#### STORED DATA
************
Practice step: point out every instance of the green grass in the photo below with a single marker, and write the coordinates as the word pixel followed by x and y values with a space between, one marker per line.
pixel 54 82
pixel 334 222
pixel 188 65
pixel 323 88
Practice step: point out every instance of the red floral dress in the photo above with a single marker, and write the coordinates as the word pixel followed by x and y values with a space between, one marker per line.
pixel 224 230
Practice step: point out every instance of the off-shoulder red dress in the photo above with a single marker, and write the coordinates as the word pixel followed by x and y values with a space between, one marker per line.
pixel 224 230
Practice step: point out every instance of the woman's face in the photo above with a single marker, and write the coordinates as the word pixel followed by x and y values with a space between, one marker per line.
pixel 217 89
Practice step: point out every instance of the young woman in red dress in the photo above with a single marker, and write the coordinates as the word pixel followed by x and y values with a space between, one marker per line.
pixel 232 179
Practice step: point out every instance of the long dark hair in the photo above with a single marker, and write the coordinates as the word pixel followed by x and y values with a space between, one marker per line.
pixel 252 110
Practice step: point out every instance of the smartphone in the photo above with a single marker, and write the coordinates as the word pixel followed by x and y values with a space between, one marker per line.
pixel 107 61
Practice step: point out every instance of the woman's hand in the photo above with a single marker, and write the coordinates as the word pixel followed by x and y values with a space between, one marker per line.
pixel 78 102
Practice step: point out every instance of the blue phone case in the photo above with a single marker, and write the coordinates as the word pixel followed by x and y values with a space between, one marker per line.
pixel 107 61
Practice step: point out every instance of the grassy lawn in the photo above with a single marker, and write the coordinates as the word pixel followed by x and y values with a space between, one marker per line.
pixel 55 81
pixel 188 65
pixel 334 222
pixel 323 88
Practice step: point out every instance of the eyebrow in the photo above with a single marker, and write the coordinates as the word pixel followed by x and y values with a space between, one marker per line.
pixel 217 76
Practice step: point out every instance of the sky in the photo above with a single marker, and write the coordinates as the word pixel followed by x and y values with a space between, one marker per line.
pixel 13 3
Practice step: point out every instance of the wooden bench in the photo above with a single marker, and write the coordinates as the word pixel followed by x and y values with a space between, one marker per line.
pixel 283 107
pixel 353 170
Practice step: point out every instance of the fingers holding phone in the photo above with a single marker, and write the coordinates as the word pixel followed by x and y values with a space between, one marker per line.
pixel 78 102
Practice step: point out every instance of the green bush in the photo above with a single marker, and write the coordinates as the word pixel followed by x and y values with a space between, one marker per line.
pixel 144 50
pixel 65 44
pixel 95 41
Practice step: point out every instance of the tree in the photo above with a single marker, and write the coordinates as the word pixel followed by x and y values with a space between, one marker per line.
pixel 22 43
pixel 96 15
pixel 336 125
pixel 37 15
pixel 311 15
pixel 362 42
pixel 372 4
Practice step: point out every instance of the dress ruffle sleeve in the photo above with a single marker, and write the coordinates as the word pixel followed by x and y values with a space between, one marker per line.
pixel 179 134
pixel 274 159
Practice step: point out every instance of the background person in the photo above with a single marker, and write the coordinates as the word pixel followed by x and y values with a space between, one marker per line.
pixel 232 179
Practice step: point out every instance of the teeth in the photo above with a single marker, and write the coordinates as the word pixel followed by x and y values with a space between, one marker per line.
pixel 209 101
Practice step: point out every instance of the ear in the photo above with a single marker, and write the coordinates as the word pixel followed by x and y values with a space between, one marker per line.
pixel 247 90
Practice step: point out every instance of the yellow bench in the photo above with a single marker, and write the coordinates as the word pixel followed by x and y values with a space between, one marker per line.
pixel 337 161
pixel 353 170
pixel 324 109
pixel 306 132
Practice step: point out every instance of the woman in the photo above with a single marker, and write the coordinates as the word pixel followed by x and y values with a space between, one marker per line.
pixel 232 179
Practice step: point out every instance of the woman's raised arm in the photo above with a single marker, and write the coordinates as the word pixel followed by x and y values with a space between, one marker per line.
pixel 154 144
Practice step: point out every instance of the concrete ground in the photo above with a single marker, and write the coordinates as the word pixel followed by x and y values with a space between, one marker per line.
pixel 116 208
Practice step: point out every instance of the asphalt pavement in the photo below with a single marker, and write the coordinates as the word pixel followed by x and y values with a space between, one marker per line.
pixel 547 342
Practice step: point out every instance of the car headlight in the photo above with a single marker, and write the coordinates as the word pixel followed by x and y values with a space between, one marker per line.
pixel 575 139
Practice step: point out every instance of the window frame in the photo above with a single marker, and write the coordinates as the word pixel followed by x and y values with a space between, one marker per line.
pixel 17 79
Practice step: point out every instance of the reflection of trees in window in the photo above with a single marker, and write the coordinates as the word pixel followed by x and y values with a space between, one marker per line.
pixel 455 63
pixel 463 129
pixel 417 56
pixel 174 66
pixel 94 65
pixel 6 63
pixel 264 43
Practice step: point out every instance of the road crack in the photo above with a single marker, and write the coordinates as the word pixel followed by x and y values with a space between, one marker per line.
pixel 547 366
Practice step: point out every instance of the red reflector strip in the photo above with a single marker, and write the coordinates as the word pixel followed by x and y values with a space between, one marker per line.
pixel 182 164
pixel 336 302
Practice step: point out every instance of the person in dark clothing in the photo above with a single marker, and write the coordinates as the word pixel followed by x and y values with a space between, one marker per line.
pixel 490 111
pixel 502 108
************
#### EXERCISE
Return the records above verbatim, in their entirety.

#### FINISHED EXERCISE
Practice step: point out every instance of the green grass in the photo below with a single marker, and write the coordinates as the word pixel followed by x and y values with a space between, one marker per line.
pixel 54 82
pixel 334 222
pixel 188 65
pixel 323 88
Practice step: point out every instance of the red floral dress in the photo above with a single marker, and write the coordinates as the word pixel followed by x and y values with a space between, one marker per line.
pixel 224 230
Practice step: point out every instance of the off-shoulder red dress in the photo above with a single marker, and write the coordinates as the word pixel followed by x and y values with a space between, one marker per line.
pixel 224 230
Practice step: point out every instance of the woman's face in the photo above with a single marker, and write the coordinates as the word pixel followed by x and y values with a space between, one marker per line.
pixel 217 89
Practice step: point out every instance of the young woman in red dress in the photo above with a single marker, and write the coordinates as the word pixel followed by x and y values with a space between, one marker per line.
pixel 232 179
Practice step: point out every instance of the long dark hair in the photo above with a single marker, and write the coordinates as the word pixel followed by x and y values with a space between, one marker per line.
pixel 252 110
Practice step: point out every instance of the smartphone in the photo above with a single marker, and write the coordinates as the word pixel followed by x and y values with a space between, one marker per line.
pixel 107 61
Practice step: point out every instance of the woman's hand in the photo above with a single marker, and write the coordinates as the word pixel followed by x and y values with a space between, one marker per line.
pixel 78 102
Practice step: point out every instance of the blue phone case in the photo above with a single marker, and write the coordinates as the word pixel followed by x and y values with a space between, one marker per line.
pixel 107 61
Practice step: point out every instance of the grassy lawn in the photo above with a single marker, and write the coordinates as the word pixel followed by x and y values with a space between, one marker per line.
pixel 55 81
pixel 188 65
pixel 334 222
pixel 323 88
Practice step: point out every instance of the eyebrow in the photo above with a single marker, and write the coordinates as the word pixel followed by x and y values with a space between, one marker per line.
pixel 217 76
Practice step: point out every instance of the sky in the photo above with a single marker, and write the coordinates as the word pixel followed by x and y values with a space between, one marker per line.
pixel 13 3
Practice step: point out every instance of the wooden bench in the photo above with a single marker, and write the coordinates as the word pixel followed by x and y values with a space between, one marker per line.
pixel 283 107
pixel 353 170
Practice step: point out every instance of the fingers holding phone in the photo above with a single marker, and write the coordinates as the word pixel followed by x and y values with a space between, one marker per line.
pixel 78 102
Practice step: point out every instance of the green bush in the photo above with a single marker, and write the coordinates as the word pixel followed by x and y values with a space between, one marker per line.
pixel 144 50
pixel 65 44
pixel 95 41
Practice step: point out every instance of the tree in the photo above with a single marker, and write the coordinates as the word pixel followed by x and y values with a space between, one marker per line.
pixel 22 43
pixel 96 15
pixel 336 125
pixel 37 15
pixel 311 15
pixel 362 42
pixel 372 4
Practice step: point out every instance of the dress ruffle sleeve in the photo above with a single marker, and write the coordinates as the word pixel followed by x and y values with a space between, one marker per line.
pixel 179 134
pixel 274 159
Practice step: point out every instance of the background person in the photo above with a single marker, and write the coordinates as the word pixel followed by x and y values with a space between, one marker per line.
pixel 232 179
Practice step: point out every instance of the teeth in the photo above with a single marker, and write the coordinates as the word pixel followed by x and y values with a space between, one marker per line.
pixel 209 101
Practice step: point out every instance of the ear in the photo above with a single marker, and write the coordinates as the word pixel followed by x and y values with a space between, one marker per line.
pixel 247 90
Practice step: point out every instance of the yellow bench in the photo above with a single marker, and write the coordinates as the word pixel followed by x and y values with a space between, one marker per line.
pixel 337 161
pixel 353 170
pixel 324 109
pixel 306 132
Practice step: point out every instance of the woman in the photo above with a single marker, and write the coordinates as the word pixel followed by x and y values with a space between, one marker per line.
pixel 232 179
Practice step: point out every instance of the woman's raised arm in the photo above with a single marker, and write the coordinates as the word pixel followed by x and y values with a space between, one marker per line.
pixel 154 144
Practice step: point out every instance of the concrete ground in the photo above with a single marker, and write the coordinates as the word pixel followed by x and y values with a space between, one marker per line.
pixel 116 208
Practice step: point out every instance of the asphalt pavement in the photo below with a single marker, and write the coordinates as the word pixel followed by x and y values with a space between, one marker per line.
pixel 547 342
Practice step: point out every instance of the car headlight in the photo above with a single marker, and write the coordinates as the word pixel followed by x and y values with a space between, one marker per line.
pixel 575 139
Practice step: point out every instance of the window frame in the photo above with a single marker, and write the coordinates as the word pixel followed by x and y values with a space between, one marker per line.
pixel 17 79
Practice step: point out every instance of the reflection of trees in window in the photo above with a single marker, and write the coordinates as the word pixel followed by x and y values with a space between, one marker per line.
pixel 455 63
pixel 463 129
pixel 417 56
pixel 174 66
pixel 94 65
pixel 6 63
pixel 264 43
Practice step: point out every instance of the road crack in the photo above with a single marker, and write the coordinates as the word pixel followed by x and y values with a space between, one marker per line.
pixel 547 366
Practice step: point out every instance of the red reflector strip in the photo above with a single marker, and write the coordinates as the word pixel followed by x and y values with a space between, one marker per line.
pixel 182 164
pixel 336 302
Practice step: point out every instance of the person in dark clothing in the photo above with a single marker, and write the coordinates as the word pixel followed by x and y values with a space between, one marker per line.
pixel 490 111
pixel 502 108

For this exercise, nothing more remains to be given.